## WHAT YOU ARE ASKED TO DO
Quote the records that follow in full, leaving the pictures out.

(Data excerpts)
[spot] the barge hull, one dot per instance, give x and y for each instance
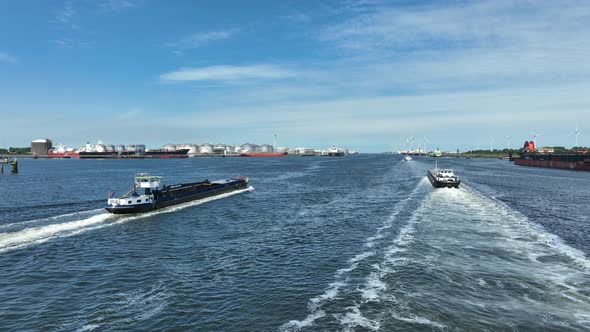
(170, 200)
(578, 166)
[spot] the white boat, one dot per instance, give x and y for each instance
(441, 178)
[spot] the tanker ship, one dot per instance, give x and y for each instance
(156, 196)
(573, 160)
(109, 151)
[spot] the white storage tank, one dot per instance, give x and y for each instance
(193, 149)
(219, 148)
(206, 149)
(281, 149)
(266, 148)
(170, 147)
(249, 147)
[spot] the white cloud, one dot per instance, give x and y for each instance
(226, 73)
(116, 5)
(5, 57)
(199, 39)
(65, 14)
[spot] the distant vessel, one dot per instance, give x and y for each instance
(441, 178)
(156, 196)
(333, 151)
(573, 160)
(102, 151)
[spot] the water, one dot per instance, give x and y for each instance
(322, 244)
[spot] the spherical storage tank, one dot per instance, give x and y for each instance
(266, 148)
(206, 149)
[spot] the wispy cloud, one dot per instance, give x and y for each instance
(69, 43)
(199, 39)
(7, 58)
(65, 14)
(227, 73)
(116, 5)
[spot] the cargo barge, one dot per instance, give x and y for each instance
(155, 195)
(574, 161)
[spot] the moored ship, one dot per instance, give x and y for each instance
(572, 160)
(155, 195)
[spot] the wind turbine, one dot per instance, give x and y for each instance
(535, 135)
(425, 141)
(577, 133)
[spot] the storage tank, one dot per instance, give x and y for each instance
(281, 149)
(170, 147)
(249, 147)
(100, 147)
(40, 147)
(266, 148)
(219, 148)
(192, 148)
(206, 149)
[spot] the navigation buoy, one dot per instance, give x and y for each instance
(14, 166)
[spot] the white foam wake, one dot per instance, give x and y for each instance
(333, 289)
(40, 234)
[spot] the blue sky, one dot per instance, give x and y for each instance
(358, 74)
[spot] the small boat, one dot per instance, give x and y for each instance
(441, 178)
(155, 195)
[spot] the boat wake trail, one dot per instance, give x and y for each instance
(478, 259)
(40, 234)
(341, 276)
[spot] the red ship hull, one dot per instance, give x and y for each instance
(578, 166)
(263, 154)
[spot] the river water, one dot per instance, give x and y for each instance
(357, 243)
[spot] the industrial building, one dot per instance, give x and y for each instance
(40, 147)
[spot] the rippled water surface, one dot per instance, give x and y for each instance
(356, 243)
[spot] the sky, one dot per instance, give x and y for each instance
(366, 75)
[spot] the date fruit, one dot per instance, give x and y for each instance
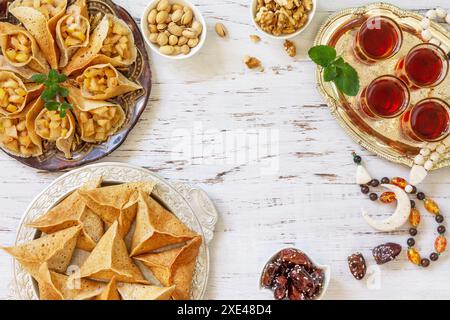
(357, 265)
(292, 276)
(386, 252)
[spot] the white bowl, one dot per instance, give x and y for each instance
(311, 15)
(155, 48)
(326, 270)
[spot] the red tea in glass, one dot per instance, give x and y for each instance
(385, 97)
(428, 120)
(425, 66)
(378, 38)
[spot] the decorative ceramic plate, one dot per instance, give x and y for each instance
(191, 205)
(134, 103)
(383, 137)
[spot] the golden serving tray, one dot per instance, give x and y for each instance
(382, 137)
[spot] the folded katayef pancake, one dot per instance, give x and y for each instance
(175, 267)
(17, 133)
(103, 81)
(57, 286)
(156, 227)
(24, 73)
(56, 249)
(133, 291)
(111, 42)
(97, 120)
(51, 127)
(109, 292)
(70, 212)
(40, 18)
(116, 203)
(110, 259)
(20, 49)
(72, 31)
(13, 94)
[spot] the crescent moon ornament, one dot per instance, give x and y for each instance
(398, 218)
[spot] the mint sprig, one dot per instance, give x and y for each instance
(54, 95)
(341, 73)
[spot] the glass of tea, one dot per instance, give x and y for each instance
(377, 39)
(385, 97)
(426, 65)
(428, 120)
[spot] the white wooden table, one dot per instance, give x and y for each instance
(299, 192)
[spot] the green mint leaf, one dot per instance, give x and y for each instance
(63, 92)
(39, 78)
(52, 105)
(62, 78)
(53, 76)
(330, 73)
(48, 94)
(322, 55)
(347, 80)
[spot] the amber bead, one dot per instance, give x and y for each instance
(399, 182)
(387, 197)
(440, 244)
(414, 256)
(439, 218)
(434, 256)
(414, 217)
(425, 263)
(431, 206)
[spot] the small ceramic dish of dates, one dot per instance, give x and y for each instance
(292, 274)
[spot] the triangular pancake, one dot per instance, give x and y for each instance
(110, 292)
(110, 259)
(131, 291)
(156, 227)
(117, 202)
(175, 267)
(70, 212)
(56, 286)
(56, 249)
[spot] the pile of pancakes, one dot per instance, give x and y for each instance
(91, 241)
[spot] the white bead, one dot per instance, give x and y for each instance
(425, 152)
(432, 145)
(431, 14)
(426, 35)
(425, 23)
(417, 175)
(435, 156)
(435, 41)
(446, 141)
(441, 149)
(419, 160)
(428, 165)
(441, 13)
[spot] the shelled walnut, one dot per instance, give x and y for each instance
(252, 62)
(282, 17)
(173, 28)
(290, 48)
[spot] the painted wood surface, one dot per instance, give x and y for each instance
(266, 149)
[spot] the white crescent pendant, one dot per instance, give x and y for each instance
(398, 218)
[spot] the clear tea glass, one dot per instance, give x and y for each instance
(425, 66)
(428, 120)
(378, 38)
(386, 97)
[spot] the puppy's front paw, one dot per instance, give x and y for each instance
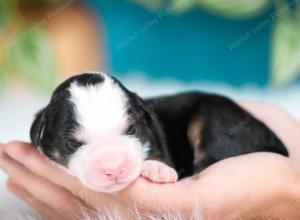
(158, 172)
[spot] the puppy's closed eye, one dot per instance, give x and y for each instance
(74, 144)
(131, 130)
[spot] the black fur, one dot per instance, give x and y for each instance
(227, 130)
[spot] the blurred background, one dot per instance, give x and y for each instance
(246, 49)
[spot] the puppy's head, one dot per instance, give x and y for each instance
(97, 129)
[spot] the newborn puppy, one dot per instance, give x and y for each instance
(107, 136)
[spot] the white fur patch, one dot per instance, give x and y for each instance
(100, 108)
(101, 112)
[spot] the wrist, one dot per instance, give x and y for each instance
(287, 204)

## RESPONSE BOX
[spot] the barge hull, one dot per instance, give x and y for each instance
(170, 200)
(578, 166)
[spot] the white boat, one dot per instance, give x and y for each instance
(441, 178)
[spot] the tanker ship, one dot per instance, give x and y for each instance
(156, 196)
(573, 160)
(109, 151)
[spot] the white storage tank, one dot per instance, give x and y for each instance
(193, 149)
(219, 148)
(206, 149)
(281, 149)
(266, 148)
(170, 147)
(249, 147)
[spot] the white cloud, one dot per instance, give x and y for each instance
(226, 73)
(116, 5)
(5, 57)
(199, 39)
(65, 14)
[spot] the distant vessel, one dot per instance, give x and y for each instance
(441, 178)
(156, 196)
(333, 151)
(573, 160)
(102, 151)
[spot] the water, one dot per instance, give x and y for each instance
(322, 244)
[spot] the spherical storage tank, one dot per instance, give x and y for each instance
(266, 148)
(206, 149)
[spot] the wispy cloud, one dot per instance, give x and y for each instance
(69, 43)
(199, 39)
(7, 58)
(65, 14)
(227, 73)
(116, 5)
[spot] the cargo barge, one dot per instance, give x and y for each instance
(155, 195)
(574, 161)
[spot] the moored ship, one dot per instance, give x and y for each instance
(572, 160)
(155, 195)
[spot] the wind turbine, one dot per instance, give x and y for each instance
(535, 135)
(425, 141)
(577, 133)
[spot] the storage tank, one dot per instance, give x and y for each instance
(281, 149)
(170, 147)
(249, 147)
(100, 147)
(40, 147)
(266, 148)
(219, 148)
(192, 148)
(206, 149)
[spot] the navigation buoy, one dot per instance, give x and y for each instance
(14, 166)
[spot] the white foam wake, one dot per instance, give x and y for each instance
(333, 289)
(40, 234)
[spot] the blue sky, one dot per instance, give x and y for each instance
(358, 74)
[spot] the small boat, one dot per instance, give x and y for each instance
(441, 178)
(155, 195)
[spot] the boat wake trail, one dot per instance, give x and y for each instance
(478, 259)
(40, 234)
(341, 276)
[spot] the red ship hull, one dot per instance, give x and y for each instance
(578, 166)
(263, 154)
[spot] the river water, one dot per instance, give x and y for each instance
(357, 243)
[spot] the industrial building, one dot per instance, give x and y for each instance
(40, 147)
[spot] the rippled water surface, one dot per instance, give x and y for each instance
(356, 243)
[spot] the sky, one dot per instance, give x and y for each instance
(366, 75)
[spot] the date fruit, one dot per instance, give x and y for each instance
(357, 265)
(292, 276)
(386, 252)
[spot] the white bowl, one dot per instance, give x and y for each instance
(311, 15)
(155, 48)
(326, 270)
[spot] the red tea in glass, one dot per instance, give x and y for each instance
(385, 97)
(428, 120)
(425, 66)
(378, 38)
[spot] the decorative ceramic plate, one dot per instance, give x and y for each instance
(191, 205)
(134, 103)
(383, 137)
[spot] the golden serving tray, one dot per instance, give x and y for each instance
(382, 137)
[spot] the folded katayef pancake, one dot per instance, give x and y for each instance
(175, 267)
(17, 133)
(103, 81)
(57, 286)
(156, 227)
(24, 73)
(56, 249)
(133, 291)
(111, 42)
(97, 120)
(51, 127)
(109, 292)
(70, 212)
(40, 18)
(116, 203)
(110, 259)
(20, 49)
(72, 31)
(13, 94)
[spot] the crescent moon ornament, one dot per instance, give x and y for each instance
(398, 218)
[spot] the mint sprig, one dot per instance, give x and y for each instance
(54, 95)
(341, 73)
[spot] the glass of tea, one dot per instance, give x and y for each instance
(377, 39)
(385, 97)
(426, 65)
(428, 120)
[spot] the white wooden table, one dot per instance, give x and y for each instance
(299, 192)
[spot] the green mint leaf, one dot per instance, give x and y for each instance
(63, 92)
(39, 78)
(52, 105)
(62, 78)
(53, 76)
(330, 73)
(48, 94)
(322, 55)
(347, 80)
[spot] the amber bead, one dot per instance, give x and y for each instance
(399, 182)
(387, 197)
(440, 244)
(414, 256)
(439, 218)
(434, 256)
(414, 217)
(425, 263)
(431, 206)
[spot] the small ceramic dish of dates, one dot per instance, give x and y for each instance
(292, 274)
[spot] the triangular pancake, one dot per instance, give x and y for each instance
(110, 292)
(110, 259)
(131, 291)
(156, 227)
(117, 202)
(175, 267)
(70, 212)
(56, 286)
(56, 249)
[spot] the pile of pancakes, one dot per instance, give x and y for each instance
(91, 241)
[spot] the white bead, one dot per instance, give x and y for each instance
(425, 152)
(432, 145)
(431, 14)
(426, 35)
(425, 23)
(417, 175)
(435, 156)
(435, 41)
(446, 141)
(441, 149)
(419, 160)
(428, 165)
(441, 13)
[spot] the shelled walnut, one dot per instance, give x and y for each instance
(252, 62)
(282, 17)
(173, 28)
(290, 48)
[spot] the painted wood surface, one dot per instance, give x and y for each instance
(266, 149)
[spot] the white crescent pendant, one dot per instance, give x and y for each instance
(398, 218)
[spot] the clear tea glass, one dot per instance, give x and y for each instance
(425, 66)
(428, 120)
(378, 38)
(386, 97)
[spot] the puppy's front paw, one dot per instance, give x and y for each instance
(158, 172)
[spot] the puppy's closed eye, one dot per instance, give x and y for each instance
(74, 144)
(131, 130)
[spot] the black fur, one dot per instance, give x and y for each instance
(227, 130)
[spot] the blurred background, one dot per instance, give x and y for each instance
(246, 49)
[spot] the puppy's head, one dot per instance, give x and y for each instance
(97, 129)
[spot] the newborn puppy, one dot per instance, give x and y for each instance
(107, 136)
[spot] the white fur patch, one dot per instance, give x and y for each instance
(100, 108)
(101, 112)
[spot] the wrist, one dot per instance, give x and y for each instance
(287, 204)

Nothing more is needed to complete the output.